## WORK REQUEST:
From the records, report how many lines hold the word "mask", with the number as the sole reply.

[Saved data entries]
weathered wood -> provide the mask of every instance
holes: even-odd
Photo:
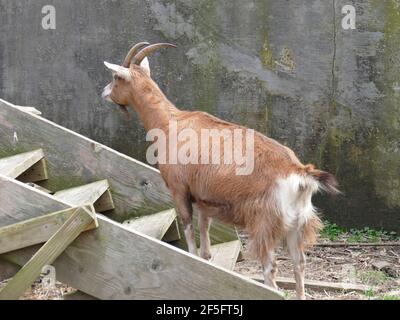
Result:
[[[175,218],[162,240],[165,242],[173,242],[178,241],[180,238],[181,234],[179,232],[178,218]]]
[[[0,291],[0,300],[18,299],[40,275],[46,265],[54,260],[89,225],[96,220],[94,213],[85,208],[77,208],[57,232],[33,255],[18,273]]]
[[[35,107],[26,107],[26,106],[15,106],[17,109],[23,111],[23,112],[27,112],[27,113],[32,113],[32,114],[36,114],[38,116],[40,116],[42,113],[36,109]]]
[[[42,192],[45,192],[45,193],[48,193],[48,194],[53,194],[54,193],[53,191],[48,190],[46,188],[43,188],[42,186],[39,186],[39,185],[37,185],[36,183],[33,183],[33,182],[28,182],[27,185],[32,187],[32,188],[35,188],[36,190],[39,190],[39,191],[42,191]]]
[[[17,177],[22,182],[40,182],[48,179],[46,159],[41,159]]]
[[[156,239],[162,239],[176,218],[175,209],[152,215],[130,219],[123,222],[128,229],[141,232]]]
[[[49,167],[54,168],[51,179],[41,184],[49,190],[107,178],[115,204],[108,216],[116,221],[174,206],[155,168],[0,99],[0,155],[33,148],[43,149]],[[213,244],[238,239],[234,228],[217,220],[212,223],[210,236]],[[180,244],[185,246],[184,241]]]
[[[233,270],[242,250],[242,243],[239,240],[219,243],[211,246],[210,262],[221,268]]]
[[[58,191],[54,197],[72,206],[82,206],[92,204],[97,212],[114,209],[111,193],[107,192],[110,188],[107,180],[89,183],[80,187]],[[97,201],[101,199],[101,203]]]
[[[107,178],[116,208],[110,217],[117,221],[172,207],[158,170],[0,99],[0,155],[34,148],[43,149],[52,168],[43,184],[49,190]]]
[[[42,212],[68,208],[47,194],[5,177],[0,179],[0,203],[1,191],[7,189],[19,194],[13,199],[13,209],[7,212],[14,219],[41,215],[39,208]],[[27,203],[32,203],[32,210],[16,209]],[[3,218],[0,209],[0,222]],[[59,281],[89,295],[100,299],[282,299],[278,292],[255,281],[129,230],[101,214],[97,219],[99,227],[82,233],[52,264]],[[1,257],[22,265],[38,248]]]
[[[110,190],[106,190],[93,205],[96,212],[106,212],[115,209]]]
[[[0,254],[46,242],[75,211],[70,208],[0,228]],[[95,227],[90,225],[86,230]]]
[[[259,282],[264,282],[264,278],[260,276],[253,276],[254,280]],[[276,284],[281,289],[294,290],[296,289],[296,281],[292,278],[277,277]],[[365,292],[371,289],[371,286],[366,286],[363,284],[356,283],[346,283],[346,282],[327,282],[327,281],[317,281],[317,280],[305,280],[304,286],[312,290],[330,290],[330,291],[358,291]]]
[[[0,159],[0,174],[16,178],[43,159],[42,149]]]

---

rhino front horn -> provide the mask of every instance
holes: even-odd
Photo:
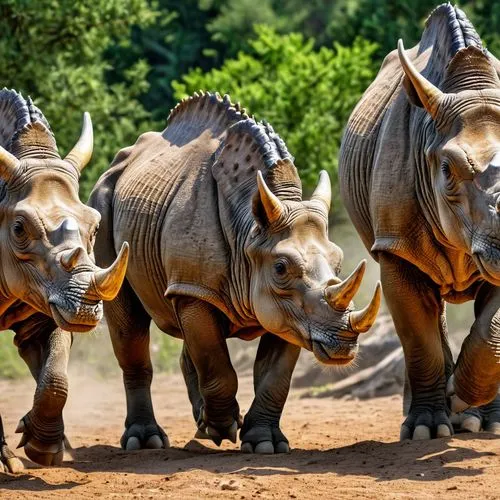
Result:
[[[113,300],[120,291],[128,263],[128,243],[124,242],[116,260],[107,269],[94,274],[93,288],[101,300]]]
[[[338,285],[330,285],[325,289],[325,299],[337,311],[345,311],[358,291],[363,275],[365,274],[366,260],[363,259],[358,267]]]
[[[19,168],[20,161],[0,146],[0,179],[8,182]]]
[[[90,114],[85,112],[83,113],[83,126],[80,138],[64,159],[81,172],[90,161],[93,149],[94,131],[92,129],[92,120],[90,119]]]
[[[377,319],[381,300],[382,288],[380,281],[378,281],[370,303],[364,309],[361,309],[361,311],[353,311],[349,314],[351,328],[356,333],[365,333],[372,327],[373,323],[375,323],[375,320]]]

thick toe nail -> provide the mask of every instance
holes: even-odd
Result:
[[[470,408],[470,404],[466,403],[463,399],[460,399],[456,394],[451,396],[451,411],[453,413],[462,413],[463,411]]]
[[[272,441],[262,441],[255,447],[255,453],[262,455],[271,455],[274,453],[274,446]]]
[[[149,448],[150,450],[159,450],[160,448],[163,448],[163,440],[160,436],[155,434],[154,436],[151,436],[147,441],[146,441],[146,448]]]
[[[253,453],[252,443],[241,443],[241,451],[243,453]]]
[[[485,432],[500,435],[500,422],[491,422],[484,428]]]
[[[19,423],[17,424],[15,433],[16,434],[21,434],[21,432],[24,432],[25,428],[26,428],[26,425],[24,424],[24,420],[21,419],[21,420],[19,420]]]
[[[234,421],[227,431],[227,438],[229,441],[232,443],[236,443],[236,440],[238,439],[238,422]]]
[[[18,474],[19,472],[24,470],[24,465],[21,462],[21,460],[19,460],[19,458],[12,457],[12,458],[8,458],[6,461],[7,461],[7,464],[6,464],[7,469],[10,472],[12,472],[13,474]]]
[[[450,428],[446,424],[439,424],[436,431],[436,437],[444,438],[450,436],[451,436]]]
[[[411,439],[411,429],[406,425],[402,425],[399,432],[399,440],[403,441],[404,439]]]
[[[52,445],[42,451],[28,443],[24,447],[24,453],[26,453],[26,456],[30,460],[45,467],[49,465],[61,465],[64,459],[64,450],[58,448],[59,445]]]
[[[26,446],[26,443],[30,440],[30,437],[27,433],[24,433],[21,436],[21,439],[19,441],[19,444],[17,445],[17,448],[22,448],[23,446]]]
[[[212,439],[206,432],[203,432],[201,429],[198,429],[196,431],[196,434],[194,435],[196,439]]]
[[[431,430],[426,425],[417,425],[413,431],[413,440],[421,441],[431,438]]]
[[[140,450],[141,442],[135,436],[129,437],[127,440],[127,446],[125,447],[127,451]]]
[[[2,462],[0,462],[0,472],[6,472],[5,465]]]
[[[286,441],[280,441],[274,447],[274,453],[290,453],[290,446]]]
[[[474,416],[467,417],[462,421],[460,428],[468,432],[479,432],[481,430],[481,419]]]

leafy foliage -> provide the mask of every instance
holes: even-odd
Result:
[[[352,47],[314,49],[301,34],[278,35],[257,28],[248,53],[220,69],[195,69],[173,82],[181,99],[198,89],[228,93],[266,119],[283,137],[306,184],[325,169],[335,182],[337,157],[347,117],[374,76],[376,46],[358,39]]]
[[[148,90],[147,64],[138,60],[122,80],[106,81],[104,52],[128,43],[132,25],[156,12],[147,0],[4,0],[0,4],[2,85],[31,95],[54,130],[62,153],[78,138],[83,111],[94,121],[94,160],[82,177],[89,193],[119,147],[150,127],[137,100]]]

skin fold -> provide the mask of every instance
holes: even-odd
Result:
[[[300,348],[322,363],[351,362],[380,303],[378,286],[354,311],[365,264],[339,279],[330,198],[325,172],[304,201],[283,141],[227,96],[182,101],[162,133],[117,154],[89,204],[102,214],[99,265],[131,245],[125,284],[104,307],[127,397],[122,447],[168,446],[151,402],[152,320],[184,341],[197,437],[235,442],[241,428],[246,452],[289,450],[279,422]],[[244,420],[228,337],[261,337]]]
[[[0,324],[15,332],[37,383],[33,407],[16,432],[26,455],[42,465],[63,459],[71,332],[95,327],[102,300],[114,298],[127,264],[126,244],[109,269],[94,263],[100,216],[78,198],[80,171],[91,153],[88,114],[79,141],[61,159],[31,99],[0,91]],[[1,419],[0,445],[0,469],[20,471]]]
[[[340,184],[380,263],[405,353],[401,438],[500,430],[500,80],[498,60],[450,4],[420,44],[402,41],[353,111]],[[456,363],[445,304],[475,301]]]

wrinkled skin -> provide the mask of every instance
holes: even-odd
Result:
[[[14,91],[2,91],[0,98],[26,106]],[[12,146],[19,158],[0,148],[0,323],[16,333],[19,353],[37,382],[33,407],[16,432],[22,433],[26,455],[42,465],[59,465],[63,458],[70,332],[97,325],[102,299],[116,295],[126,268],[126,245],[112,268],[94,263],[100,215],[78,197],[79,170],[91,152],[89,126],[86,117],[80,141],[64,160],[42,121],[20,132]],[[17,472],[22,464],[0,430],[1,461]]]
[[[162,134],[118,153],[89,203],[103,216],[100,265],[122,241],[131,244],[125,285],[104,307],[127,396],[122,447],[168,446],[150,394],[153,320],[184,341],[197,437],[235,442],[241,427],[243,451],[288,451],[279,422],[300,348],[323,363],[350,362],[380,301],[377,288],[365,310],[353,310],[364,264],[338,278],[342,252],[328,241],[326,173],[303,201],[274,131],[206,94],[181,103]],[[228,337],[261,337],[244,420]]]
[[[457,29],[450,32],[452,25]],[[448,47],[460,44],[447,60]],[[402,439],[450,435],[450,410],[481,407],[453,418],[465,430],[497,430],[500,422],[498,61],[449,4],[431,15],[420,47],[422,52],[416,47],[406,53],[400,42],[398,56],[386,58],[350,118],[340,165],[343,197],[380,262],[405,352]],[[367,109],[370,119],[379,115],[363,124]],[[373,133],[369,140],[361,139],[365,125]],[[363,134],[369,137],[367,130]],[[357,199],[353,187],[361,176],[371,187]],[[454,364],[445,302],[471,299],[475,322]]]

...

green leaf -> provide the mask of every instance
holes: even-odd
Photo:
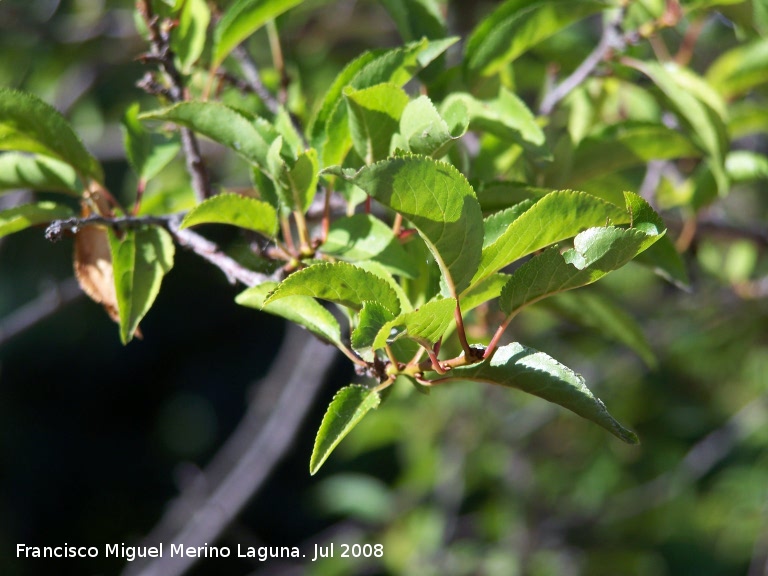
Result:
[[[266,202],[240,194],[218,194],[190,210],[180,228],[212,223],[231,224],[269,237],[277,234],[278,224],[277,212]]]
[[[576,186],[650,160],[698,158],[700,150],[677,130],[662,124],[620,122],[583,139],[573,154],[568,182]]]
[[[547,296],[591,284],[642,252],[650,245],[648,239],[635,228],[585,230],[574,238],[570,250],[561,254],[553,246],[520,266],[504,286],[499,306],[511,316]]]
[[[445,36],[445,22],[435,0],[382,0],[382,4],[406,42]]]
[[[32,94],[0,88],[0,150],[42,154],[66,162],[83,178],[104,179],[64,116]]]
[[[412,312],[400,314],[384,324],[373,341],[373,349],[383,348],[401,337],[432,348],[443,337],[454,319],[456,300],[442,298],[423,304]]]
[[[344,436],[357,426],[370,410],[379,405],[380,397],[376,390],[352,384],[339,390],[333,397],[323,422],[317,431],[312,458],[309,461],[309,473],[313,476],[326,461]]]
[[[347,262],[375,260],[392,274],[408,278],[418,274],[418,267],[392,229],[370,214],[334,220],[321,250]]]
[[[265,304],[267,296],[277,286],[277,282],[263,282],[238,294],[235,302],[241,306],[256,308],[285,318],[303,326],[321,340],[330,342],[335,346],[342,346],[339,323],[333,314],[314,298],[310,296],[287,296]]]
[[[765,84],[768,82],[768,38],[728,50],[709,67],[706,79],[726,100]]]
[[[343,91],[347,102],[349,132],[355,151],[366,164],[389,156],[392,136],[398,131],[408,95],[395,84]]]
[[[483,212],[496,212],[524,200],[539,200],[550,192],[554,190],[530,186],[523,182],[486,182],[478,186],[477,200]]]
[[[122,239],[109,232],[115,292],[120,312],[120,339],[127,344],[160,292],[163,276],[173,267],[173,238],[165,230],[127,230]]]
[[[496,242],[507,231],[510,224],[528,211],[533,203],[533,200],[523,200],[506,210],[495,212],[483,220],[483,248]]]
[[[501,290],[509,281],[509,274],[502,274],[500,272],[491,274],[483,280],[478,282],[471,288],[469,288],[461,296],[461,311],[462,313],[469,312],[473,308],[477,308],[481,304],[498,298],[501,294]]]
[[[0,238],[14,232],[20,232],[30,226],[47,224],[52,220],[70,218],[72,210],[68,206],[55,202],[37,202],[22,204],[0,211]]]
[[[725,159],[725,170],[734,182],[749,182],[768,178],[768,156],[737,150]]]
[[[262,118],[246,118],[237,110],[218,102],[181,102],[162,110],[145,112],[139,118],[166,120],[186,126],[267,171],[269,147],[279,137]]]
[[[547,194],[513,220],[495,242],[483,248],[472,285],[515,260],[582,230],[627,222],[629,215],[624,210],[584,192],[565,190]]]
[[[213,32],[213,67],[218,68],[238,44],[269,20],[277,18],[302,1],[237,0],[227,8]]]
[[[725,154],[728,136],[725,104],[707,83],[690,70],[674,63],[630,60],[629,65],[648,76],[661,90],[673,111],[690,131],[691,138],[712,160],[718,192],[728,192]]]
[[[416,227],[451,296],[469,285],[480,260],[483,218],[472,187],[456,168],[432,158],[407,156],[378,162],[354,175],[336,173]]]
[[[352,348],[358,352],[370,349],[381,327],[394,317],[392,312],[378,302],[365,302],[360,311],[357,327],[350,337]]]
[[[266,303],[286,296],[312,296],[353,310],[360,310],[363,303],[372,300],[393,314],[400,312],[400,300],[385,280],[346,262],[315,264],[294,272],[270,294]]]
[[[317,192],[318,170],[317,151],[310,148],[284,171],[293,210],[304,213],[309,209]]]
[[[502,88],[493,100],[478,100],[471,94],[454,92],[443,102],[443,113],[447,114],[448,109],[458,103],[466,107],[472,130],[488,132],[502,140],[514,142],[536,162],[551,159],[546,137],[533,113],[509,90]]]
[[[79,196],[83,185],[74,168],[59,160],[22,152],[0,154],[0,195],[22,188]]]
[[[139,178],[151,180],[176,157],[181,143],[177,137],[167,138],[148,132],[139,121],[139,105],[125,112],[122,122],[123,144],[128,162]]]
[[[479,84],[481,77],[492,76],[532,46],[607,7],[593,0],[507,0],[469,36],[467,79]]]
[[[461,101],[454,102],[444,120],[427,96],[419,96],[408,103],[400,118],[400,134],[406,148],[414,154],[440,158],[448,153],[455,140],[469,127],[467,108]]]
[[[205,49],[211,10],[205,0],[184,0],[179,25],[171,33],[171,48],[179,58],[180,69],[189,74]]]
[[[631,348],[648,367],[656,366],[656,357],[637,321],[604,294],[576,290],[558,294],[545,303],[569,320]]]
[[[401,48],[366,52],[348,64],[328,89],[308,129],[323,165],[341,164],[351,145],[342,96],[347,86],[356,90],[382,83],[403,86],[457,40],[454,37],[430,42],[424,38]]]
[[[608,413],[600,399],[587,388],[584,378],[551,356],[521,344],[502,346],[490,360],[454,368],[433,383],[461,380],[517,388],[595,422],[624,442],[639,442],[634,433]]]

## RESPONSE BOX:
7